TASKS:
a) Answer these from the MediaTek AOT compilation report below, one line each, marked (i), (ii), (iii):
(i) What target device was used?
(ii) How many ops did the compilation report as offloaded, and to how many partitions?
(iii) What compiler version appears in Google's official AOT?
b) Summarize the MediaTek AOT compilation report below in two sentences.
c) Continue the MediaTek AOT compilation report below from where it stops.

EXCERPTED TEXT:
╭──

MediaTek AOT compilation via public API produces unoptimized bytecode (missing 19 MDLA flags vs Google's official litertlm)

Summary

Following the official AOT Compilation Tutorial and using the publicly released ai-edge-litert + ai-edge-litert-sdk-mediatek packages, the AOT-compiled output for MediaTek NPUs contains only --relax-fp32 as the compilation flag. In contrast, Google’s own pre-compiled models (e.g., Qwen3-0.6B.mediatek.mt6993.litertlm) embed 19+ MDLA optimization flags, resulting in ~153x better performance on device.

Environment

  • Host OS: Ubuntu 24.04, x86_64

  • Python: 3.12

  • Packages tested:

    • ai-edge-litert==2.1.3 (stable) + ai-edge-litert-sdk-mediatek==0.2.0 (stable)

    • ai-edge-litert-nightly==2.2.0.dev20260316 + ai-edge-litert-sdk-mediatek-nightly==0.2.0.dev20260309

  • Target device: Vivo V2509A — MT6993 / Dimensity 9500, Android 16

Reproduction Steps

from ai_edge_litert.aot.aot_compile import aot_compile
from ai_edge_litert.aot.vendors.mediatek import target as mtk_target

target = mtk_target.Target(mtk_target.SocModel.MT6993)
compiled = aot_compile("model.tflite", target=target, keep_going=True)

Compilation reports success — “1586 / 1586 ops offloaded to 1 partitions” — and produces a ~989MB output file.

The Problem

Inspecting the bytecode with strings reveals a critical difference:

Our AOT output (from public pip packages):

{"CompilerName": "adapter", "CompilerVersion": "9.2.1", "Neuron SHA1": "b3a8289961"}
--relax-fp32

Google’s official AOT (extracted from Qwen3-0.6B.mediatek.mt6993.litertlm):

{"CompilerName": "adapter", "CompilerVersion": "9.2.0", "Neuron SHA1": "6863b3d946"}
--relax-fp32 --show-exec-plan --mdla-mlo-match-info --mdla-flash-attention-mode 0 --opt 3 --opt-footprint --opt-accuracy --gno LTS,Inception --gno-exp --gno-non-4d-tiling --fc-to-conv --mdla-broadcast-act-wgt 1 --broadcast-flow-distance 63 --mdla-set-conv-xy-split-ic-threshold 99999 --mdla-mlo --mdla-conv-exp 1 --mem-opt 3 --stable-linearize --l1-size-kb 7168 --num-mdla 4

The pip-released adapter (v9.2.1, SHA b3a8289961) and Google’s internal adapter (v9.2.0, SHA 6863b3d946) are different binaries that produce different bytecode.

╰──

INFORMATION:
╭──

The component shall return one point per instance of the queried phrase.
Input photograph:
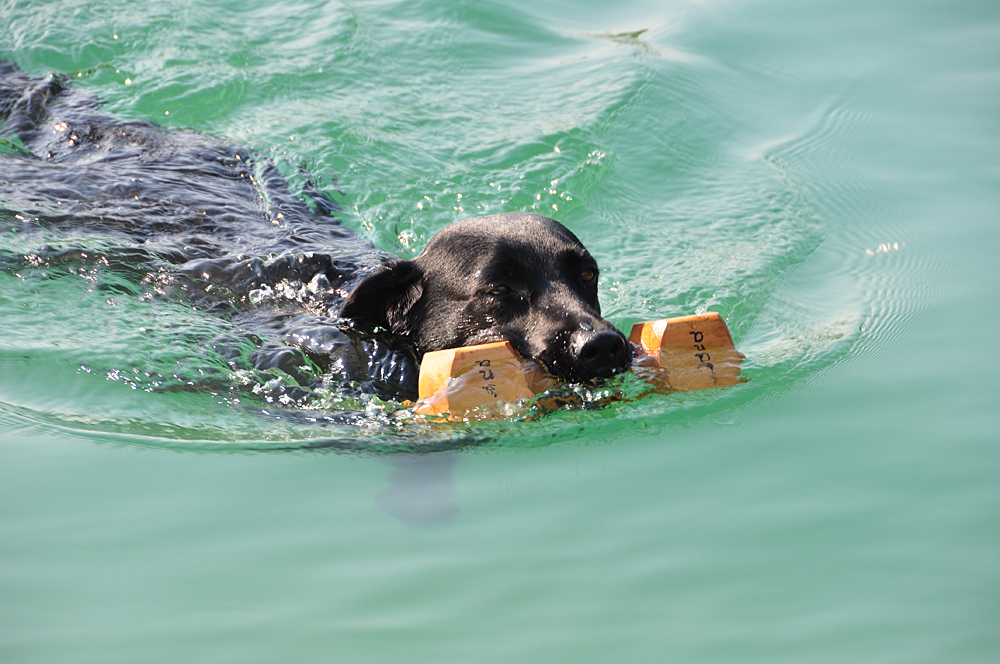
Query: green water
(825, 175)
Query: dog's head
(518, 276)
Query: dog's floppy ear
(386, 297)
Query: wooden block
(687, 353)
(459, 380)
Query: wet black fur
(211, 223)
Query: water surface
(823, 175)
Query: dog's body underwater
(207, 222)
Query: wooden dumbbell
(673, 354)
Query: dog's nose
(599, 354)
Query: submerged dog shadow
(421, 491)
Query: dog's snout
(599, 354)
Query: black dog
(517, 276)
(187, 216)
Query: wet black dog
(188, 216)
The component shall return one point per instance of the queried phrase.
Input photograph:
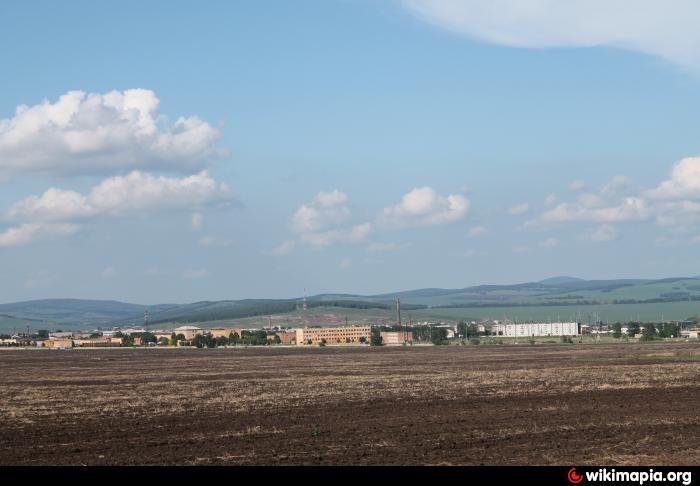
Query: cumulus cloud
(590, 207)
(684, 182)
(97, 133)
(354, 234)
(30, 232)
(211, 241)
(424, 207)
(664, 29)
(518, 209)
(577, 185)
(604, 232)
(327, 209)
(674, 203)
(195, 273)
(550, 243)
(323, 222)
(109, 272)
(136, 192)
(285, 248)
(379, 247)
(476, 231)
(197, 221)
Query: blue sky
(342, 146)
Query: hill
(676, 298)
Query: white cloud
(137, 192)
(109, 272)
(96, 133)
(617, 185)
(197, 221)
(591, 208)
(195, 273)
(476, 231)
(604, 232)
(327, 209)
(550, 243)
(424, 207)
(684, 182)
(382, 247)
(40, 279)
(210, 241)
(664, 29)
(283, 249)
(519, 209)
(322, 222)
(330, 198)
(577, 185)
(30, 232)
(354, 234)
(550, 200)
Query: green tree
(669, 329)
(617, 330)
(649, 333)
(148, 337)
(438, 335)
(376, 337)
(462, 329)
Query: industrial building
(332, 335)
(188, 331)
(396, 337)
(225, 331)
(530, 329)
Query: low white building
(188, 331)
(530, 329)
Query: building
(536, 329)
(59, 343)
(188, 331)
(100, 342)
(60, 335)
(690, 333)
(332, 335)
(163, 334)
(396, 337)
(225, 331)
(287, 337)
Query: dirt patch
(633, 404)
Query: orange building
(224, 331)
(333, 335)
(287, 337)
(396, 337)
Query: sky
(171, 152)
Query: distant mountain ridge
(560, 290)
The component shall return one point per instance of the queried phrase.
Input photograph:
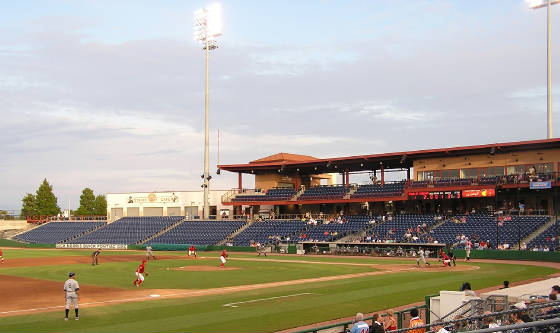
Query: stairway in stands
(537, 232)
(174, 225)
(84, 233)
(235, 233)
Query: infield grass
(323, 300)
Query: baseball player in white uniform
(71, 288)
(422, 257)
(468, 246)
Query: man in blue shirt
(360, 326)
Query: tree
(29, 206)
(87, 203)
(100, 205)
(46, 201)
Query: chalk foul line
(234, 305)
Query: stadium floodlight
(535, 4)
(207, 27)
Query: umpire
(71, 288)
(95, 257)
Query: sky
(110, 94)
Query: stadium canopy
(302, 164)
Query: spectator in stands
(376, 326)
(390, 322)
(360, 326)
(437, 327)
(415, 321)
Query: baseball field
(252, 294)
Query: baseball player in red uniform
(192, 250)
(223, 258)
(139, 271)
(445, 259)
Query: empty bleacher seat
(55, 232)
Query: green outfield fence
(11, 243)
(510, 255)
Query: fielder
(260, 249)
(422, 257)
(139, 271)
(223, 258)
(468, 246)
(149, 252)
(192, 250)
(95, 257)
(71, 288)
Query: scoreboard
(434, 195)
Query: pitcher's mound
(195, 268)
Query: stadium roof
(291, 163)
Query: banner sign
(479, 193)
(540, 185)
(92, 246)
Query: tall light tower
(207, 27)
(535, 4)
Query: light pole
(207, 27)
(535, 4)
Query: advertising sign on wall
(479, 193)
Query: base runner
(95, 257)
(223, 258)
(149, 252)
(192, 250)
(71, 288)
(421, 257)
(139, 271)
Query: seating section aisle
(128, 230)
(486, 228)
(324, 193)
(269, 230)
(274, 194)
(54, 232)
(547, 238)
(333, 231)
(198, 232)
(377, 190)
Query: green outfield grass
(322, 301)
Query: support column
(240, 182)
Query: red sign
(479, 193)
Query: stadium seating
(395, 229)
(269, 230)
(55, 232)
(333, 231)
(378, 190)
(487, 228)
(274, 194)
(324, 192)
(546, 238)
(198, 232)
(128, 230)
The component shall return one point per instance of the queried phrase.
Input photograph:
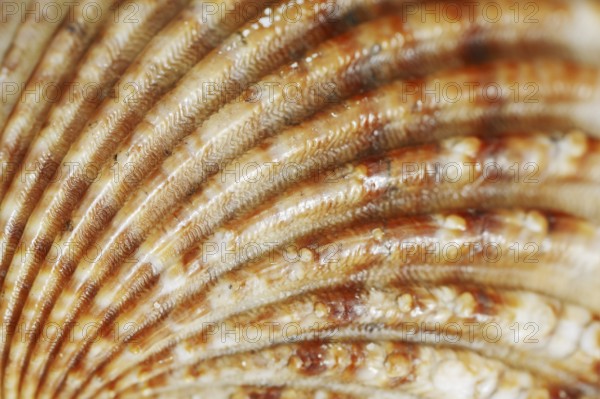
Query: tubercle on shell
(362, 212)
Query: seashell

╰──

ANSWERS GIVEN:
a)
(i) Vivo V2509A, MT6993 / Dimensity 9500, running Android 16.
(ii) 1586 of 1586 ops, offloaded to 1 partition.
(iii) 9.2.0.

b) AOT compilation for MediaTek NPUs with the public ai-edge-litert packages produces output whose only compilation flag is --relax-fp32, while Google's own pre-compiled models embed 19+ MDLA optimization flags and run about 153x faster on device. Although the compilation reports success, the pip-released adapter (v9.2.1) and Google's internal adapter (v9.2.0) are different binaries that produce different bytecode.

c)
Verified Results

Variant Adapter Version Optimization Flags Output Size Device Performance
Public stable (2.1.3) 9.2.1 (b3a8289961) --relax-fp32 only 989 MB ~2900ms/token
Public nightly (2.2.0.dev) 9.2.1 (b3a8289961) --relax-fp32 only 989 MB same
Google official litertlm 9.2.0 (6863b3d946) 19+ MDLA flags 993 MB ~19ms/token
  • Stable and nightly produce identical results — same adapter SHA, same flags, same output size.

  • Tested across multiple SoCs (MT6878, MT6985, MT6989, MT6991, MT6993, MT6897, MT6877) — all only have --relax-fp32.

  • On device (MT6993), the host AOT bytecode from the public packages is rejected by the device NeuroPilot runtime (NeuronModel_restoreFromCompiledNetwork - Failed to load compiled network), silently falling back to JIT.

Additional Observations

  1. The apply_plugin_main binary accepts flags like --mediatek_enable_gemma_compiler_optimizations=true, --mediatek_performance_mode_type=turbo_boost, --mediatek_optimization_hint=low_latency, --mediatek_enable_l1_cache_optimizations=true via command line — but the underlying adapter binary does not apply them to the actual bytecode. The flags are silently ignored.

  2. Even wrapping libneuron_adapter.so to intercept and inject the 19 MDLA flags via NeuronCompilation_createWithOptions embeds them as metadata strings, but the v9.2.1 compiler does not actually use them during NPU code generation.

  3. The official AOT tutorial notebook only demonstrates small vision models (selfie segmentation) where the performance gap may not be noticeable. There is no documentation for LLM AOT compilation with optimization flags.

Questions

  1. Is there a way to pass MDLA optimization flags (e.g., --opt 3 --num-mdla 4 --l1-size-kb 7168) through the public Python API that actually affects bytecode generation?

  2. Will the adapter version used in the official .litertlm bundles (v9.2.0, SHA 6863b3d946) be released in a future pip package?

  3. Is on-device JIT the intended compilation path for external developers, with host AOT reserved for Google’s internal use?